[begin Text excerpt]
Oh Yeah!! I hear you cry … easy for you to say and you must be some sort of hippy to get involved in Eco energy …. well you might well be right but you cannot deny that we should all be considering the impact that carbon fuel usage is having upon our lives … nor can you deny that you abhor paying extortionate utility bills!! So if you can make some little change is this not at least worth thinking about or taking some action?
OK so that’s the “Save the Planet” lecture over and I can now tell you I actually had great fun exploring this whole alternative energy subject (and am now hooked so the exploration continues…have you even heard of CFM or PCM before?..me neither!) Needless to say the internet and youtube specifically, had the greatest influence upon my thoughts and decisions…although like any other wannabe inventor/developers I did have to do some things “My way” just to feel I wasn’t JUST copying someone else’s idea!
Incidentally…I don’t consider myself a “Geek” in any way but I do have a massive curiosity for many things which, when I am sober, can fill my head to the point of distraction; when I’m less than sober there are many wild plans considered and hatched!! This project I embarked upon (calling it a project sounds grand but then I was a project manager before retiring…the reality is that this was a simple little build and not a complicated project so don’t be put off trying something similar for yourself)
Where to start?
[end Text excerpt]
Prompt 1
In the eco energy text, what job did the writer have before retiring?
Prompt 2
Copy the part of the eco energy text between "OK so that’s" and "someone else’s idea!", inclusive.
[begin Extracted material]
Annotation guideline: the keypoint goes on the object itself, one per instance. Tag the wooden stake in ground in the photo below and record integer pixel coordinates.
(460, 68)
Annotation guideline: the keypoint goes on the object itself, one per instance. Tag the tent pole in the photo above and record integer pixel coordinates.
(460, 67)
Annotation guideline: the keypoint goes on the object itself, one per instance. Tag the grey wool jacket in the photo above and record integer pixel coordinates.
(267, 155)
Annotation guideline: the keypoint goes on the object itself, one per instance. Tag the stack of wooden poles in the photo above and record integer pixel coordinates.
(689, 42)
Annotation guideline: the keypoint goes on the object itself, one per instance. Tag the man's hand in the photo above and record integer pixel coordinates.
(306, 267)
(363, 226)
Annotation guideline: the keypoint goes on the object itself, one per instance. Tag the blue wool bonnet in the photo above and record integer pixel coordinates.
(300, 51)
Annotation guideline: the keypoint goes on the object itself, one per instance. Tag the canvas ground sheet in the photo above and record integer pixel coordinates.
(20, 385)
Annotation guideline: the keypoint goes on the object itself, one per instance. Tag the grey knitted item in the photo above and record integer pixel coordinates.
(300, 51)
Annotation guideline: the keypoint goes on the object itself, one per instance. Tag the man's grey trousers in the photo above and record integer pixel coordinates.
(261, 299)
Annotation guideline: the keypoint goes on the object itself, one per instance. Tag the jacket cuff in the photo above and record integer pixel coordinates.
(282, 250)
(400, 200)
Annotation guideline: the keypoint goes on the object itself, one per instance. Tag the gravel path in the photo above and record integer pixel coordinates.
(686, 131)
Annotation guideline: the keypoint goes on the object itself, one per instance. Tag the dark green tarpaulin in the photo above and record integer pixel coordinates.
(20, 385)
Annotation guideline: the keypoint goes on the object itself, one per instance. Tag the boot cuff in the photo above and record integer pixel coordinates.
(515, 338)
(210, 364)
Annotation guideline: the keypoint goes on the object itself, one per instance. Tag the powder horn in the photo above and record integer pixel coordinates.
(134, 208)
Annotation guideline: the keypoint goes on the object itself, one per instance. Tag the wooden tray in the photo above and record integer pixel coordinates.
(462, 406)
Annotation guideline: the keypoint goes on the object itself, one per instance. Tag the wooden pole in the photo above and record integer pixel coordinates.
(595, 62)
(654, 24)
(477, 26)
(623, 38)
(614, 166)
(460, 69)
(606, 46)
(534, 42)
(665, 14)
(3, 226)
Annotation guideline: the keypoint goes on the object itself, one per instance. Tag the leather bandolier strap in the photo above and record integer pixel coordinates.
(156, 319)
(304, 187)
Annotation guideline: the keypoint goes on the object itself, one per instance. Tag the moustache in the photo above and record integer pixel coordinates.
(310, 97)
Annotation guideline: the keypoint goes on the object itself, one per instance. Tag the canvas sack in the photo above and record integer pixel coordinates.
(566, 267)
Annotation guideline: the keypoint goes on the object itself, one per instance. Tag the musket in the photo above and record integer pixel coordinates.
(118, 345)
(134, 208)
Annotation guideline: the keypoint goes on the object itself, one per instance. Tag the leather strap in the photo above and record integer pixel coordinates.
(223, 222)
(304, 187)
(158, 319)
[end Extracted material]
[begin Extracted material]
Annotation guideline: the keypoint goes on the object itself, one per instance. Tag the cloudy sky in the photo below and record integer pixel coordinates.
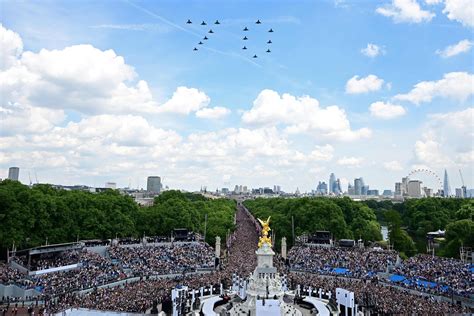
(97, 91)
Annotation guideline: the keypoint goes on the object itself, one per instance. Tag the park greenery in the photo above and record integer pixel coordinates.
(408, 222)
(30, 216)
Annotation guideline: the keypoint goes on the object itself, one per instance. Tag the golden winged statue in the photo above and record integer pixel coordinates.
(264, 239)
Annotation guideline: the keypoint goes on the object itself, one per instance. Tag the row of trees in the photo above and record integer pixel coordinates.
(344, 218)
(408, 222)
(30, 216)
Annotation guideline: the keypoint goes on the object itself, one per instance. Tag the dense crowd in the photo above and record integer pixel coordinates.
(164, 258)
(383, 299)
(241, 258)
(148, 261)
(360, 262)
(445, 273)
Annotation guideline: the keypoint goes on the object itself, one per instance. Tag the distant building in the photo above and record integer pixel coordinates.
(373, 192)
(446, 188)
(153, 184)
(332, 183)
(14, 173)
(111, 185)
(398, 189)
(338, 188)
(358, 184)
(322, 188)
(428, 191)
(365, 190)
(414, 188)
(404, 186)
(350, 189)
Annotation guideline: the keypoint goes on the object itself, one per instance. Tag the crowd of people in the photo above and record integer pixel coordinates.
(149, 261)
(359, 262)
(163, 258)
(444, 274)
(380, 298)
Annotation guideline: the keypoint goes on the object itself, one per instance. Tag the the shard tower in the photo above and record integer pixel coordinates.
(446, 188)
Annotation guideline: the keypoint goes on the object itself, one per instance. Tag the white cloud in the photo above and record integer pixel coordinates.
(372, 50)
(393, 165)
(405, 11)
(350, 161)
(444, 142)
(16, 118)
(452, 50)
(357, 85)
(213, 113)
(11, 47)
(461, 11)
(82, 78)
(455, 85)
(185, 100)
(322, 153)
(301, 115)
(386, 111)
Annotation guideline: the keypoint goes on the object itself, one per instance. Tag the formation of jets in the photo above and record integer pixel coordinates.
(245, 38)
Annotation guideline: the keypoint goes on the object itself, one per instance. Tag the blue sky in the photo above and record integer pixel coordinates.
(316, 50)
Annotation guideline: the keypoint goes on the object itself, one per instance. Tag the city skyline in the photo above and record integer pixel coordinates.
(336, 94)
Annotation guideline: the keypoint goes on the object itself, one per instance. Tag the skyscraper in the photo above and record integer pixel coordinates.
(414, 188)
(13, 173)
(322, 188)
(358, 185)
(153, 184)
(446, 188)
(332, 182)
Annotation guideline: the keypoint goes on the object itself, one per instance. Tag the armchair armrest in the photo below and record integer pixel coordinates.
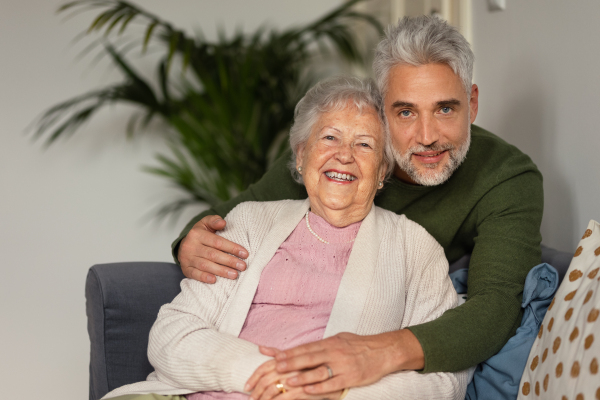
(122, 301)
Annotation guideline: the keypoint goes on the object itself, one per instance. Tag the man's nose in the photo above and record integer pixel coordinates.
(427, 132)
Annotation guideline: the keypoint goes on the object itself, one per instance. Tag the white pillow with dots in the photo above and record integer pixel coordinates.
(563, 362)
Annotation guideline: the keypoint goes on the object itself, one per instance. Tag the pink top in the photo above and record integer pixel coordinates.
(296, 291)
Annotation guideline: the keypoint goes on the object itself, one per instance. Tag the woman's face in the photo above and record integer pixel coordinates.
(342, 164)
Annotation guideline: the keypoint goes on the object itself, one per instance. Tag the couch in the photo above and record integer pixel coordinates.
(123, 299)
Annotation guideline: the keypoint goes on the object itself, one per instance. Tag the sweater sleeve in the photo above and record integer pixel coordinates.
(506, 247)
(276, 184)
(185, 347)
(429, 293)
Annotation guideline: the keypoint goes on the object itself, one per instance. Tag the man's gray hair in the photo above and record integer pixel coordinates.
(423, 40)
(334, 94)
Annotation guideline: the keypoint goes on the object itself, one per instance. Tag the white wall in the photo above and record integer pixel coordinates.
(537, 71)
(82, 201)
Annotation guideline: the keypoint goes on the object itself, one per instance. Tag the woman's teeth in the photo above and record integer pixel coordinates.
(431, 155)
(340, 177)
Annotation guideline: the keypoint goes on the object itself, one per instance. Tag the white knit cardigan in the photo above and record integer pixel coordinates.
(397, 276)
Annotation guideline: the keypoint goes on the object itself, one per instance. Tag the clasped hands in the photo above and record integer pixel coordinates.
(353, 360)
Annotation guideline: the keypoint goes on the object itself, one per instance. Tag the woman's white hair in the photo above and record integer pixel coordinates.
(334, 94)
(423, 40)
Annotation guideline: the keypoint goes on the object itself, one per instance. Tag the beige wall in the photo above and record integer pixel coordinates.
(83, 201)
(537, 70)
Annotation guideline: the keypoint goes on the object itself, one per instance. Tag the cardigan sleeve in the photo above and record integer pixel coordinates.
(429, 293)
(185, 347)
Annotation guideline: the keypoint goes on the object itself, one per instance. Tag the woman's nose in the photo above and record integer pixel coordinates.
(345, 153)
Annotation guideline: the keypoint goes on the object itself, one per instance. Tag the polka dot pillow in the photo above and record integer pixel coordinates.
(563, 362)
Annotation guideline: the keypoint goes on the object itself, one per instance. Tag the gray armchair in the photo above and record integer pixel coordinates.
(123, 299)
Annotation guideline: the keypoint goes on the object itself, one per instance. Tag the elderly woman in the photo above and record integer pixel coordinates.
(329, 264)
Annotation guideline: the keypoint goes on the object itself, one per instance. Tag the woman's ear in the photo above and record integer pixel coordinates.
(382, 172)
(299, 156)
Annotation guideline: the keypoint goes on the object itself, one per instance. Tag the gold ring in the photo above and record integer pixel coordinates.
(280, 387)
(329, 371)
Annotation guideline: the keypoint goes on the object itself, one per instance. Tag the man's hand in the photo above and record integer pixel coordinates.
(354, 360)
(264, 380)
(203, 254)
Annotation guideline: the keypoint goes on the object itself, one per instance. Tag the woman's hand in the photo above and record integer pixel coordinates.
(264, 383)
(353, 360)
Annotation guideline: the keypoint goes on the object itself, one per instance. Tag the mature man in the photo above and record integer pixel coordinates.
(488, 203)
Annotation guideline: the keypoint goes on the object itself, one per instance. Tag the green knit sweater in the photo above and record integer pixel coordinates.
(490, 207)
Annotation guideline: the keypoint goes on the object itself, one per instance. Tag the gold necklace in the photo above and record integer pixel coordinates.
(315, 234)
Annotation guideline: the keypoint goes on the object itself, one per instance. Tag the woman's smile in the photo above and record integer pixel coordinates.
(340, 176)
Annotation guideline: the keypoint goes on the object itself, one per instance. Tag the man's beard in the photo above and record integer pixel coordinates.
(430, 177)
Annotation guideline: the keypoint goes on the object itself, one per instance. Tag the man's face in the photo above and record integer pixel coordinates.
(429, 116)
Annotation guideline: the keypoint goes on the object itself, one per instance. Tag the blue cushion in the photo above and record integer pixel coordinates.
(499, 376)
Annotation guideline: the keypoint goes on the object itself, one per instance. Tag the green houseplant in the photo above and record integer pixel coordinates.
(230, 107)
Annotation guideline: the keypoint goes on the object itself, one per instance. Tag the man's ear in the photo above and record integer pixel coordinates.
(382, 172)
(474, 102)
[end Extracted material]
Expected output 1
Project manager.

Expected output 2
OK so that’s the “Save the Planet” lecture over and I can now tell you I actually had great fun exploring this whole alternative energy subject (and am now hooked so the exploration continues…have you even heard of CFM or PCM before?..me neither!) Needless to say the internet and youtube specifically, had the greatest influence upon my thoughts and decisions…although like any other wannabe inventor/developers I did have to do some things “My way” just to feel I wasn’t JUST copying someone else’s idea!